6 Albums That Changed My Life
There seems to be a trend on Instagram lately with the “Add Yours” feature where people share six albums that changed their lives. Or maybe that trend is already over and I’m late to the bandwagon as usual.
Me being me, there’s no way I can show the album covers without ever talking about the albums and why I chose them. What better way to ramble than to turn this into a blog post?
Honestly, I struggled with this quite a bit since I’m not someone who has ever been super into music. At least, not to the same extent that most of my friends are.
For me, I pretty much stick to the artists I like and rarely venture beyond that unless it’s a recommendation from someone whose music taste I trust/is similar to mine. I’m not the kind of person who always has music playing in the background either. In fact, most of my Spotify minutes are made up of listening to podcasts.
That’s not to say that I don’t like music, I do. But it’s never been as big a part of my life as it seems to be for a lot of other people I know. Truly, it wasn’t until meeting Jemi in college that I really began to listen to music more. Part of that, I think, was out of habit because she almost always had something playing.
Anyways, let’s get into the few albums that have really made an impact on my life. I’ve listen them in the year they were released, mostly for the sake of convenience and organization.
Red (2012) - Taylor Swift
Obviously, I do have to make the disclaimer that we should all be listening to Taylor’s Version of the album that dropped in 2021, but I first listened to Red when it came out in 2012 and it’s been a decade of love.
This was the first album that I remember waiting for and running to Limewire to download the album back in the days of music piracy. From the moment We Are Never Ever Getting Back Together dropped, it was true love for me. I had the chance to hear Taylor’s music as it was coming out and this album solidified my affection for her music.
You can’t imagine the way I listened to Begin Again when it came out. I think I easily racked up over 100 plays on the first day, to the point where my mom asked me if there was anything I was listening to.
For eight years, this was my favorite Taylor album. Something about it spoke to me and I didn’t stop listening to it for months. If you remember my post about my favorite songs from Taylor, half of them came from this album. Most of the songs easily had 500+ plays (ahh, the days when iTunes would tell me how much I’ve played a song) and to this day, I am most familiar with the lyrics in this album.
Somehow, the songs off this album captured a lot of how I feel about romantic relationships in general. Or maybe the way I feel about relationships has been shaped by these songs. I’m not really sure. All I know is that I come back to this era a lot, remembering what it was like to be a teenaged girl experiencing unrequited love.
Red has always been special to me and I don’t know that my high school friends would associate me with any other album. My love for it knows no bounds and that only grew when Taylor’s Version dropped last year. I was reminded why this was my favorite for eight years and how so many of the songs strike me on a deeper level.

▸ **Your goal**: According to the album post, which program did the writer use to download Red when it came out? Rely only on the album post when responding.

(Dataset entries)
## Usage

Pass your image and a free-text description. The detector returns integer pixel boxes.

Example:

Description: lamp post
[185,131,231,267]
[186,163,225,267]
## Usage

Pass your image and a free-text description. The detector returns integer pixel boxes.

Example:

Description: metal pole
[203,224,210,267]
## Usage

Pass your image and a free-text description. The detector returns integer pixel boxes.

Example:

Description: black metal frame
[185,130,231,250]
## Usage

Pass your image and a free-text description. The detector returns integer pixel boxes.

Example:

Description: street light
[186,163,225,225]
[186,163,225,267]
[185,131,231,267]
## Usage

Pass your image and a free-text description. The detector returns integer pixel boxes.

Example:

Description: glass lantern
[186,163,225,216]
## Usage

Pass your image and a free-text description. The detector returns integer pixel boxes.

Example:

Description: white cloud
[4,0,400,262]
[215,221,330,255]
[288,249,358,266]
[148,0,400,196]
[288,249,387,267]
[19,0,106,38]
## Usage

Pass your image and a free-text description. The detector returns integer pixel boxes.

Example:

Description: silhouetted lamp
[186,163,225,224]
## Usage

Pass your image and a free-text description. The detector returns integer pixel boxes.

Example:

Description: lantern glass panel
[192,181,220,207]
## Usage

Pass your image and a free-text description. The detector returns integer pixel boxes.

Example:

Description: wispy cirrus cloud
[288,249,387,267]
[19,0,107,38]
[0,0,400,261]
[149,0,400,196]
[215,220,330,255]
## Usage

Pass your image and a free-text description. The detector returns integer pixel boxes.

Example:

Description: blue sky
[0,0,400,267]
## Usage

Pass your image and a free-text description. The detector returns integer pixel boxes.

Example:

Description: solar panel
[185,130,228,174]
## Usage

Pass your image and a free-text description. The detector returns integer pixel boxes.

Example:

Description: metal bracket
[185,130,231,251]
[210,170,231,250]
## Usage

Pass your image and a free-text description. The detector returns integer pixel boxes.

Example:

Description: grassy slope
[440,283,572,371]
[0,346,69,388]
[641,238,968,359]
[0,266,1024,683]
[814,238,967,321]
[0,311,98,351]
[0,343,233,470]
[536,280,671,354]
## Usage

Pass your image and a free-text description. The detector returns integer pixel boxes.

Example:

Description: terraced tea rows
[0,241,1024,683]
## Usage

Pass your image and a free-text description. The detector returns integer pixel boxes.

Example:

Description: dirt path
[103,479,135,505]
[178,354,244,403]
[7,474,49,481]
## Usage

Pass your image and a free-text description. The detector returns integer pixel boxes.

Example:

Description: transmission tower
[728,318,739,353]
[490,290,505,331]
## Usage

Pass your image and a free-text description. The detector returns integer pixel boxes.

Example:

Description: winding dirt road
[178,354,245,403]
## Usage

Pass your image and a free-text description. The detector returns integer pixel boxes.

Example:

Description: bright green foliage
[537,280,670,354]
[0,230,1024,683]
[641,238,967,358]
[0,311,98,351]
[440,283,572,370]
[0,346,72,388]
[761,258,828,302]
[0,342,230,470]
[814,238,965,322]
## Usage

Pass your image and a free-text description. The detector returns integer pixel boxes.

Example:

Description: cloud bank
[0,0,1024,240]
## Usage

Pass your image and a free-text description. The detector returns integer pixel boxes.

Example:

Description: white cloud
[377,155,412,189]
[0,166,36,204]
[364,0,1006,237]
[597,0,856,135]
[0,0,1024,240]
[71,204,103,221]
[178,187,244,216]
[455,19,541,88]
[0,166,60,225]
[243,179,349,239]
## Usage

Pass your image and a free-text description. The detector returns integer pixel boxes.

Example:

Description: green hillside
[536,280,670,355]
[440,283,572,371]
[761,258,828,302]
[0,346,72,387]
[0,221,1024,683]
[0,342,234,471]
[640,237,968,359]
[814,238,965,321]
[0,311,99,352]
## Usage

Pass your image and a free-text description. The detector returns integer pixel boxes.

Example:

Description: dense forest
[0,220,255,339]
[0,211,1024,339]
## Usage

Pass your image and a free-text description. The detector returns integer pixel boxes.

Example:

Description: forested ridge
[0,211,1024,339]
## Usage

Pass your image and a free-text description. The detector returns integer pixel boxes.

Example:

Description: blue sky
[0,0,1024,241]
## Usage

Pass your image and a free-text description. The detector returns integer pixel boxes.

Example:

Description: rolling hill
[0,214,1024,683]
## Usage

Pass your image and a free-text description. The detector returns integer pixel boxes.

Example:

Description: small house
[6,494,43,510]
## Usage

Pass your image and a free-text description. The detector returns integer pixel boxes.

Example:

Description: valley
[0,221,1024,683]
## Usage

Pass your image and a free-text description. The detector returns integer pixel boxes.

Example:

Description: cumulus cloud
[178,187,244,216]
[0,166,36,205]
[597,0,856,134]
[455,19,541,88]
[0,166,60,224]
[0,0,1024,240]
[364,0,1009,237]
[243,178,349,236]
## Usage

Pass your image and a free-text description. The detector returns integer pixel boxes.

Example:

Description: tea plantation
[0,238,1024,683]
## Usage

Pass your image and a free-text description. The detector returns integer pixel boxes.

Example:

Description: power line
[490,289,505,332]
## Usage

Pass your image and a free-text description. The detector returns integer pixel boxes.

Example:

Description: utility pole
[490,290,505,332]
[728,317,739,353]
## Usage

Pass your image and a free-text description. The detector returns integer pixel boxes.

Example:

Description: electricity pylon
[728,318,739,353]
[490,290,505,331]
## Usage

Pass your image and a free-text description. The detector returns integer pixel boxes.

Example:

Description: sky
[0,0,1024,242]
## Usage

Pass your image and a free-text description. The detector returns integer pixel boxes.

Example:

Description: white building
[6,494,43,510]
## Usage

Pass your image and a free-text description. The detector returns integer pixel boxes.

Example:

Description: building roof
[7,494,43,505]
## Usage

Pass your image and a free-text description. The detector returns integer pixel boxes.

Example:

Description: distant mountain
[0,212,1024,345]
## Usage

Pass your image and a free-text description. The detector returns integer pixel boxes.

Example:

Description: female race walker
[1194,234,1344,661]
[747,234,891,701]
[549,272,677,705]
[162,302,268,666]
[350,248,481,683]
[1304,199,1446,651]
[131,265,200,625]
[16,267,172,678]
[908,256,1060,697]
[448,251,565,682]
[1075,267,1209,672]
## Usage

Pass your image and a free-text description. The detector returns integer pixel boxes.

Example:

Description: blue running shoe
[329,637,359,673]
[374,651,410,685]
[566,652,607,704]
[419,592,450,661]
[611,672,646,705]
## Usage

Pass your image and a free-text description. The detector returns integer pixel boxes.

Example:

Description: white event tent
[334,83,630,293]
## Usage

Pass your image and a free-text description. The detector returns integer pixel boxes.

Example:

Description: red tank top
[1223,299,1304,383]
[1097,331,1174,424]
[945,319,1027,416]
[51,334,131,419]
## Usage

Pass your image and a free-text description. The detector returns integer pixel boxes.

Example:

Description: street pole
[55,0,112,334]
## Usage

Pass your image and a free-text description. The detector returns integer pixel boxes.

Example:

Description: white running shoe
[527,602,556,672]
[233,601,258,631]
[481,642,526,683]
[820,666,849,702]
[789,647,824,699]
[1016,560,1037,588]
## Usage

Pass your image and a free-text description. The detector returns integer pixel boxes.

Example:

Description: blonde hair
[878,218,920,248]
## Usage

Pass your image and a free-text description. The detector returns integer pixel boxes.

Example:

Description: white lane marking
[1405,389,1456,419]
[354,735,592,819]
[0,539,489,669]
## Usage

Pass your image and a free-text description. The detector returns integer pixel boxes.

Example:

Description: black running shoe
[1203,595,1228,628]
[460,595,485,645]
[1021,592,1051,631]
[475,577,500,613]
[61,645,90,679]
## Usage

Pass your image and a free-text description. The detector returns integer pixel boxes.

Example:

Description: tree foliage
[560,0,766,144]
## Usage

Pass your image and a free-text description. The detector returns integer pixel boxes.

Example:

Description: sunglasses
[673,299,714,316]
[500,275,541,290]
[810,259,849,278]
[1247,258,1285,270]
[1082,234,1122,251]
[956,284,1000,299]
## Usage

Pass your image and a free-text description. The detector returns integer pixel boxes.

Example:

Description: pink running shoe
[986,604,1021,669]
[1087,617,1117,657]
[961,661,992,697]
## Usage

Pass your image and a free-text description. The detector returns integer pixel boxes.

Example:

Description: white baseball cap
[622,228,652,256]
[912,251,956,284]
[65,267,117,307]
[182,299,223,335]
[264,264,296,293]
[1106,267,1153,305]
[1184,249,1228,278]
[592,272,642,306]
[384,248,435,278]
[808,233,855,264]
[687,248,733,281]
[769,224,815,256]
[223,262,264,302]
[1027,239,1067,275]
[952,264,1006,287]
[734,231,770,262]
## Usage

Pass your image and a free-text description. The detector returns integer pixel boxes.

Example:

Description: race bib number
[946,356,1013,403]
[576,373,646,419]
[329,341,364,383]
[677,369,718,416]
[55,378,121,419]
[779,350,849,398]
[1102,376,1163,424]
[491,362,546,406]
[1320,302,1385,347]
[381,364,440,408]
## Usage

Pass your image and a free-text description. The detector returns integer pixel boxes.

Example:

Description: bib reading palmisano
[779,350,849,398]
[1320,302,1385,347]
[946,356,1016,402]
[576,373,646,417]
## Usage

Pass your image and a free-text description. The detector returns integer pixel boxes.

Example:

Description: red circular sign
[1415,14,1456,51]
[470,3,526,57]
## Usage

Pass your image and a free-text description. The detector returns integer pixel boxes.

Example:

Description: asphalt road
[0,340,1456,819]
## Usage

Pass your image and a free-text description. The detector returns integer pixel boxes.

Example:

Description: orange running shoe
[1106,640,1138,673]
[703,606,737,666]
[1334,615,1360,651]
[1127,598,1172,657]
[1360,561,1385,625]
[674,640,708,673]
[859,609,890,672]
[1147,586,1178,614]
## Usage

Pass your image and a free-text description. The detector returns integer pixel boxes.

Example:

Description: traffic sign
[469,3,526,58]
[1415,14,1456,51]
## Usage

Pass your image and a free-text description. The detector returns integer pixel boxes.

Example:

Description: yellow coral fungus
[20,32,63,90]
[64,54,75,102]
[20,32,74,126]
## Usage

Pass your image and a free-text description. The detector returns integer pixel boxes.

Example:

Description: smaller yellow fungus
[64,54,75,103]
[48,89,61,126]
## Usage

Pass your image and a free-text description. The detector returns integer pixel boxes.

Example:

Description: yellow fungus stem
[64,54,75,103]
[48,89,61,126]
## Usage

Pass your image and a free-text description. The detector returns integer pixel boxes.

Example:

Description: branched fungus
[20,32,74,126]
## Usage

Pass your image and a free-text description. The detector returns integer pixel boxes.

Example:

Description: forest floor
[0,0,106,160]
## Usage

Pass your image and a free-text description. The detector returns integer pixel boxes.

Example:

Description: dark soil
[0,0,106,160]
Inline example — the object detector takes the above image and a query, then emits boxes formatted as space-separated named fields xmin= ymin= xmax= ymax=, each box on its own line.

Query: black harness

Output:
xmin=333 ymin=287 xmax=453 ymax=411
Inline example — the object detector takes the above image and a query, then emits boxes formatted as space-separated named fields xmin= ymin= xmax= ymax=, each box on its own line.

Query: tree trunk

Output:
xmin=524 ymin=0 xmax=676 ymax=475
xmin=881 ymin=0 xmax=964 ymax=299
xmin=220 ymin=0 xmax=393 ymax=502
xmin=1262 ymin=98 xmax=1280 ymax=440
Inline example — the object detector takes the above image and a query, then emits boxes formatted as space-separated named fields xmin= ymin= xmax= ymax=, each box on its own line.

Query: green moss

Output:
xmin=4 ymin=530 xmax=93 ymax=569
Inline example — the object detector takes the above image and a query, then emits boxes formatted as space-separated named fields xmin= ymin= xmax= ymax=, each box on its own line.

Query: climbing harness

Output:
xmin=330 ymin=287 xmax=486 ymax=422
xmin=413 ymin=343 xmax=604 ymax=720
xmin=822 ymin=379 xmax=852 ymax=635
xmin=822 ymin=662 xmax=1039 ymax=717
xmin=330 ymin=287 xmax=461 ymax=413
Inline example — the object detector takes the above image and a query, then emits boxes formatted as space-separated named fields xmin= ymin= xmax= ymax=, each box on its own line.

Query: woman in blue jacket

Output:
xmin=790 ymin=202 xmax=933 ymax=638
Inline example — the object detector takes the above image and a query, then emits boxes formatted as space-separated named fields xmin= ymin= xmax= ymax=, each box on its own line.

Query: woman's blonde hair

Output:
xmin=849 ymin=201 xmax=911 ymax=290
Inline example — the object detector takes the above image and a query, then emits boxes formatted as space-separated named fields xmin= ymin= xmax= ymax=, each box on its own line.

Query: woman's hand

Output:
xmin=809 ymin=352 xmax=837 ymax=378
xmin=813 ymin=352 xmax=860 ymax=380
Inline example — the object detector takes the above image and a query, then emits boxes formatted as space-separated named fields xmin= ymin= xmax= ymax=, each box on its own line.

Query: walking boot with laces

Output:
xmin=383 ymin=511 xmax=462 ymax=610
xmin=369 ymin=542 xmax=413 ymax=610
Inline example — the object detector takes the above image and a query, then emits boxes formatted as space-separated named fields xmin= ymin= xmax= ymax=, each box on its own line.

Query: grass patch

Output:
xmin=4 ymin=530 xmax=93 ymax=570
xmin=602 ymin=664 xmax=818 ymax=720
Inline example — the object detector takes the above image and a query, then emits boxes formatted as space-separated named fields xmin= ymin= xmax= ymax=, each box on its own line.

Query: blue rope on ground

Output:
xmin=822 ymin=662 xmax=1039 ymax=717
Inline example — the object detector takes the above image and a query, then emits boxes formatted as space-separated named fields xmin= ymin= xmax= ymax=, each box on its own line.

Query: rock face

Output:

▸ **Answer for this exercise**: Limewire.